> _The task_
Rewrite every entry below with "for every instance" changed to "for each instance" wherever it occurs, keeping all other text identical.
** Start Raw data **
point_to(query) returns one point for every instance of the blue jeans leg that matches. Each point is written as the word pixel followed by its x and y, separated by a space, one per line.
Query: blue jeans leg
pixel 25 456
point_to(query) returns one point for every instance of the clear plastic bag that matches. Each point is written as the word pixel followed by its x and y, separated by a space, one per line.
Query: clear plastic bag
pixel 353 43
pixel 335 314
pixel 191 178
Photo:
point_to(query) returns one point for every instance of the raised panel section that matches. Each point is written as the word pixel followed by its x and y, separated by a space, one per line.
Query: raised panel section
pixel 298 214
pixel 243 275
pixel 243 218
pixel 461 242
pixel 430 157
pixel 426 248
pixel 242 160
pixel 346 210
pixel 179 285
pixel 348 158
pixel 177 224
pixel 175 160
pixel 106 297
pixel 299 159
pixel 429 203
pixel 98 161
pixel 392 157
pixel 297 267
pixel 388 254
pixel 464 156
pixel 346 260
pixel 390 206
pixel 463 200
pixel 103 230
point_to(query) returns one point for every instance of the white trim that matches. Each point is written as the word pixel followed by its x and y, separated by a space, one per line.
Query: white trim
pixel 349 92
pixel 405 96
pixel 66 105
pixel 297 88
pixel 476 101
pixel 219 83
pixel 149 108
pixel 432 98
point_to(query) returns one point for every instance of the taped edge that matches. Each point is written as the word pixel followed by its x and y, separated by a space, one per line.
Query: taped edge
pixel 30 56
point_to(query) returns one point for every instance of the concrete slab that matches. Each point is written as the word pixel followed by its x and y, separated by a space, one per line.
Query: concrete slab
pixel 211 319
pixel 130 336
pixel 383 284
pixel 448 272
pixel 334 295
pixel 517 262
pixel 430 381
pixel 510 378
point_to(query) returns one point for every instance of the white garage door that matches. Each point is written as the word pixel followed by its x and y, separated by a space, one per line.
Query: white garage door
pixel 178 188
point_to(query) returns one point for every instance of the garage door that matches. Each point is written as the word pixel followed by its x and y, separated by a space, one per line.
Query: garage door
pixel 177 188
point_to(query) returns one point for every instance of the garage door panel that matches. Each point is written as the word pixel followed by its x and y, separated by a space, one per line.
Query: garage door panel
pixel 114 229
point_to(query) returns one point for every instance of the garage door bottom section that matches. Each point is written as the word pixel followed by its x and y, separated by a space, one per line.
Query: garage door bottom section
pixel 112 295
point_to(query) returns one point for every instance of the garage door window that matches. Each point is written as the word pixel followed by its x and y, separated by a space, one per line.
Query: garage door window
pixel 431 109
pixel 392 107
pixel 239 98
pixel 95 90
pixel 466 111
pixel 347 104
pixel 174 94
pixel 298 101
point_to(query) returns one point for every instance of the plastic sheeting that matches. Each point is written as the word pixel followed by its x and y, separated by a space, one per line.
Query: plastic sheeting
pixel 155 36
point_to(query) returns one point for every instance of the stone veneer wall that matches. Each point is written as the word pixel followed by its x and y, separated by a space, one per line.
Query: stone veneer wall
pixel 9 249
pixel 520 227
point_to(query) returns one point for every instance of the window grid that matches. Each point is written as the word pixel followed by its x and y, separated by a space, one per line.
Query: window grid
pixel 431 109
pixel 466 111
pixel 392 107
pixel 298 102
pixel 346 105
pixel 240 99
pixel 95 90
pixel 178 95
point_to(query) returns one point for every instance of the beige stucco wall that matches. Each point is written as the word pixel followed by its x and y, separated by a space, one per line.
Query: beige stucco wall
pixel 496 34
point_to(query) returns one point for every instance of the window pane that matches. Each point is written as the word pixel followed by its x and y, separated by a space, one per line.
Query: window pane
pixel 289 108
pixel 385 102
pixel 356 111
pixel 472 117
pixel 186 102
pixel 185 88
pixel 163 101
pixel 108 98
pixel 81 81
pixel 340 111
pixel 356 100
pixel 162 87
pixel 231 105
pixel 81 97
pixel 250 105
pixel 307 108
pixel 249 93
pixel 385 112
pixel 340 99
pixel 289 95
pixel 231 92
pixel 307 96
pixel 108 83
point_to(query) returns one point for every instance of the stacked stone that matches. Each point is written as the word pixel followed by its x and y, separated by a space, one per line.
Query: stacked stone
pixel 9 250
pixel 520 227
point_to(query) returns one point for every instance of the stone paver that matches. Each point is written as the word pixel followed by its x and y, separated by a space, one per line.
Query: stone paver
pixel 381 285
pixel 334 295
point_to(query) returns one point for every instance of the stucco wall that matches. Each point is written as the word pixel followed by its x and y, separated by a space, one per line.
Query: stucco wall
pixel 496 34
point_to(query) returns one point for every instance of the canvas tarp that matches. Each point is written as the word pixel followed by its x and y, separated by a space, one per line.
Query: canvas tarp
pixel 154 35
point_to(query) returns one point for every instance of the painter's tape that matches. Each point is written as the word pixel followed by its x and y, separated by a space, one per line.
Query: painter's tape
** End Raw data **
> _Solution for this problem_
point_to(query) returns one point for each instance of the blue jeans leg that matches. Each point is written as the word pixel followed by its x and y, separated by a space, one per line.
Query: blue jeans leg
pixel 25 456
point_to(query) returns one point for each instance of the clear plastic bag that matches. Each point is written as the word pixel followed by its x and y, separated by a space, one per line.
Query: clear plastic bag
pixel 353 43
pixel 335 314
pixel 191 178
Photo:
point_to(query) returns one point for each instance of the raised panel section that matches. Each point is written as the word pixel followed by its x and y, separated by a space, one per line.
Query: raised panel section
pixel 298 214
pixel 243 275
pixel 243 218
pixel 461 242
pixel 430 157
pixel 426 248
pixel 242 160
pixel 346 210
pixel 179 285
pixel 348 158
pixel 177 224
pixel 175 160
pixel 106 297
pixel 299 159
pixel 429 203
pixel 98 161
pixel 392 157
pixel 297 267
pixel 388 254
pixel 464 156
pixel 346 260
pixel 390 206
pixel 463 200
pixel 103 230
point_to(query) returns one point for each instance of the white trim that matches. Each point is written as the word pixel followed by its x and y, separated by a space, one per line.
Query: white trim
pixel 349 92
pixel 405 96
pixel 66 105
pixel 297 88
pixel 476 101
pixel 219 83
pixel 149 108
pixel 432 98
point_to(query) returns one point for each instance of the taped edge that matches. Each point is written as the word pixel followed by its x and y, separated by a space, one per line.
Query: taped edge
pixel 30 56
point_to(query) returns one point for each instance of the concrete slab that matches. Each point is written as the word pixel followed by its x and y, separated by a space, one per line.
Query: concrete slab
pixel 211 319
pixel 130 336
pixel 383 284
pixel 448 272
pixel 334 295
pixel 517 262
pixel 430 381
pixel 510 378
point_to(query) returns one point for each instance of the white garage door that matches. Each point is written as the word pixel followed by its x and y, separated by a space, one per line.
Query: white garage door
pixel 178 188
point_to(query) returns one point for each instance of the garage door that matches. Each point is written as the word pixel followed by its x and y, separated by a space, one per line.
Query: garage door
pixel 177 188
point_to(query) returns one point for each instance of the garage door panel that matches. Each point is written as the word pixel followed by its x and y, separated by a space, one per line.
Query: garage door panel
pixel 114 229
point_to(query) returns one point for each instance of the garage door bottom section that matches. Each point is written as the word pixel followed by its x and y, separated by a space, one per line.
Query: garage door bottom section
pixel 112 295
point_to(query) returns one point for each instance of the garage door window that matches. Each point is written as the word pixel followed by its x and y, separated by a space, one per line.
Query: garage door window
pixel 431 109
pixel 392 107
pixel 239 98
pixel 95 90
pixel 466 111
pixel 347 104
pixel 174 94
pixel 298 101
point_to(query) returns one point for each instance of the plastic sheeting that matches. Each point is written as the word pixel followed by its x and y, separated by a space, one per line.
Query: plastic sheeting
pixel 155 36
point_to(query) returns one point for each instance of the stone veneer wall that matches. Each point is written as the word pixel followed by its x and y, separated by a space, one per line.
Query: stone veneer wall
pixel 9 249
pixel 520 227
point_to(query) returns one point for each instance of the window grid that matches. Each point is written as the word pixel followed by its x and y, separated by a space, one per line.
Query: window grid
pixel 431 109
pixel 466 111
pixel 392 107
pixel 298 102
pixel 346 105
pixel 240 99
pixel 95 90
pixel 178 95
point_to(query) returns one point for each instance of the beige stucco wall that matches. Each point is written as the word pixel followed by its x and y, separated by a space, one per line.
Query: beige stucco wall
pixel 496 34
point_to(query) returns one point for each instance of the window pane that matches. Each point is written as the word pixel followed by its x and y, separated by a space, one per line.
Query: window pane
pixel 289 108
pixel 385 102
pixel 356 111
pixel 472 117
pixel 186 102
pixel 185 88
pixel 163 101
pixel 108 98
pixel 81 81
pixel 340 111
pixel 356 100
pixel 162 87
pixel 231 105
pixel 81 97
pixel 250 105
pixel 307 108
pixel 249 93
pixel 385 112
pixel 340 99
pixel 289 95
pixel 231 92
pixel 307 96
pixel 108 83
point_to(query) returns one point for each instance of the stacked stone that matches. Each point is written as the word pixel followed by its x and y, separated by a space, one per line.
Query: stacked stone
pixel 9 250
pixel 520 227
point_to(query) returns one point for each instance of the stone paver that matches. Each point is written as the word pixel followed by its x and y, separated by a space, one per line.
Query: stone paver
pixel 381 285
pixel 334 295
point_to(query) returns one point for each instance of the stucco wall that matches. Each point is written as the word pixel followed by its x and y, separated by a space, one per line.
Query: stucco wall
pixel 496 34
point_to(query) returns one point for each instance of the canvas tarp that matches. Each point is written as the word pixel followed by its x and y, separated by a space, one per line.
Query: canvas tarp
pixel 154 35
point_to(query) returns one point for each instance of the painter's tape that matches. Each point is written as the word pixel followed by its x and y, separated by a space, one per line.
Query: painter's tape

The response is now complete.